■ Excerpt:

"""

Teachers in the U.S. are no strangers to long hours and extensive unpaid overtime. As we detailed in our recent report, the average teacher logs about 54 hours per week during the school year, adding up to an extra 540 hours annually beyond their contracted hours. This represents a staggering 1.74 billion hours of unpaid overtime across the country and a whopping $77.5 billion in unpaid overtime work.
But this got us wondering – with AI revolutionizing the way people work in a variety of industries, could this tech also keep teachers from having to put in excessive overtime hours?
The reality is teachers only spend 46% of their time teaching. The rest of the hours they’re working are largely spent on tasks like lesson planning, grading papers, emailing parents, and general admin work — all things that AI could potentially streamline or automate.
After carefully analyzing exactly how much time teachers spend on various tasks, we found that implementing AI technologies could potentially regain teachers about 7.7 hours per week, totaling 300.3 hours per school year. In other words, AI could eliminate 56% of their unpaid overtime hours.
When you look at it on a nationwide scale, that means AI could save teachers across the country 965,366,302 hours of unpaid overtime work each year. That represents $43,379,863,501 in unpaid overtime work.
Our Methodology
To accurately estimate how much time AI technology could save teachers each week, we employed a detailed task-by-task analysis approach. Here’s how we structured our methodology:
- Task Identification: We began by identifying key tasks that consume significant portions of a teacher’s workweek, such as grading, lesson planning, administrative duties, student interaction, collaboration with colleagues, and communication with parents. Using data from EdWeek, we were able to see exactly how many hours per week the average teacher spends on these specific tasks.
- Assessment of AI Applicability: For each task, we evaluated the potential applicability of AI technologies, considering current advancements in AI capabilities. This included automated grading systems, AI-driven resource gathering, administrative bots, AI chat support for students, and communication automation tools.
- Impact Estimation: We then estimated the percentage of each task that could realistically be automated or assisted by AI, based on existing use cases and pilot programs within educational settings.

"""

■ How to complete this task:
Reproduce the passage of the teacher overtime text from "The reality is" up to and including "streamline or automate.".

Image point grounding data

"""

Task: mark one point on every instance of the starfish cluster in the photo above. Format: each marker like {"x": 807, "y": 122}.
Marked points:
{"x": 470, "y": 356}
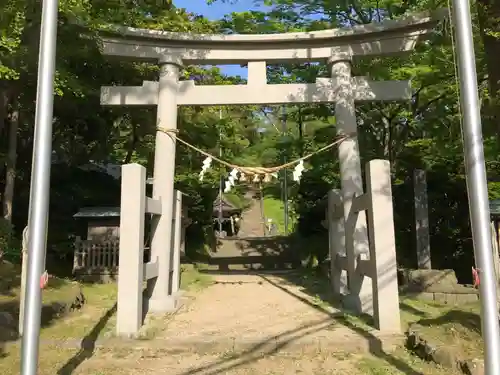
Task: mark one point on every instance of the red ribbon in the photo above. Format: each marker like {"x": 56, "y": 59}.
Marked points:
{"x": 44, "y": 280}
{"x": 475, "y": 277}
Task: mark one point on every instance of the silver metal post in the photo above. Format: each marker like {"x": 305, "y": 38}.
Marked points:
{"x": 285, "y": 182}
{"x": 476, "y": 184}
{"x": 37, "y": 226}
{"x": 221, "y": 181}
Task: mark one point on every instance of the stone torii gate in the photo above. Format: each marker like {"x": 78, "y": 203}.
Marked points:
{"x": 338, "y": 47}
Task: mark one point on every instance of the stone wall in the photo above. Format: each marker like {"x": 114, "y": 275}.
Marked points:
{"x": 435, "y": 285}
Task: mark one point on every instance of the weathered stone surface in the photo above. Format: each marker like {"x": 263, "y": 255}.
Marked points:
{"x": 6, "y": 319}
{"x": 473, "y": 367}
{"x": 422, "y": 279}
{"x": 444, "y": 357}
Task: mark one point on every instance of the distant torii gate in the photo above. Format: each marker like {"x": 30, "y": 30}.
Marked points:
{"x": 336, "y": 47}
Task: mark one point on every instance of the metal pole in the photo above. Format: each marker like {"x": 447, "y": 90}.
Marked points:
{"x": 262, "y": 213}
{"x": 221, "y": 181}
{"x": 38, "y": 221}
{"x": 476, "y": 184}
{"x": 285, "y": 182}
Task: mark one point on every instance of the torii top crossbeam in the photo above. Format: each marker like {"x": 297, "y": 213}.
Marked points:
{"x": 389, "y": 37}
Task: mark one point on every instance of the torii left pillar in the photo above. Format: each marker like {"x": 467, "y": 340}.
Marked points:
{"x": 161, "y": 297}
{"x": 356, "y": 234}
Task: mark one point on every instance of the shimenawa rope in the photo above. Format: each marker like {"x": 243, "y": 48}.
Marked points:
{"x": 253, "y": 170}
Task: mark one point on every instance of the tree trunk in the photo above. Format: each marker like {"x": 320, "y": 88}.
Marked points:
{"x": 10, "y": 175}
{"x": 489, "y": 25}
{"x": 24, "y": 276}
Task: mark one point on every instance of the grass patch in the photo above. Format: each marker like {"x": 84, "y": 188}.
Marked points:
{"x": 70, "y": 339}
{"x": 457, "y": 327}
{"x": 192, "y": 279}
{"x": 238, "y": 201}
{"x": 275, "y": 210}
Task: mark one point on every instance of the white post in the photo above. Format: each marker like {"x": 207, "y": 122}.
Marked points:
{"x": 382, "y": 247}
{"x": 176, "y": 267}
{"x": 161, "y": 299}
{"x": 357, "y": 247}
{"x": 336, "y": 234}
{"x": 131, "y": 268}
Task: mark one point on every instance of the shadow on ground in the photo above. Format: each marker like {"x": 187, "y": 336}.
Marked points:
{"x": 311, "y": 285}
{"x": 87, "y": 347}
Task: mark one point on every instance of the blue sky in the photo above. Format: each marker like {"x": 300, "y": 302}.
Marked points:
{"x": 217, "y": 11}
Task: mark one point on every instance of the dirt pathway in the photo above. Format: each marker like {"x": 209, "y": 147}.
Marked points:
{"x": 245, "y": 324}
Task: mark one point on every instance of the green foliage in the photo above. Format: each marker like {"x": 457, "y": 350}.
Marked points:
{"x": 423, "y": 133}
{"x": 6, "y": 236}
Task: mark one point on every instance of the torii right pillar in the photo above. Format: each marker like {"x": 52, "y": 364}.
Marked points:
{"x": 360, "y": 287}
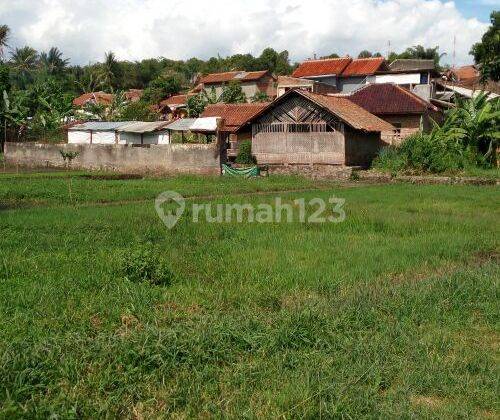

"""

■ Written solution:
The reality is teachers only spend 46% of their time teaching. The rest of the hours they’re working are largely spent on tasks like lesson planning, grading papers, emailing parents, and general admin work — all things that AI could potentially streamline or automate.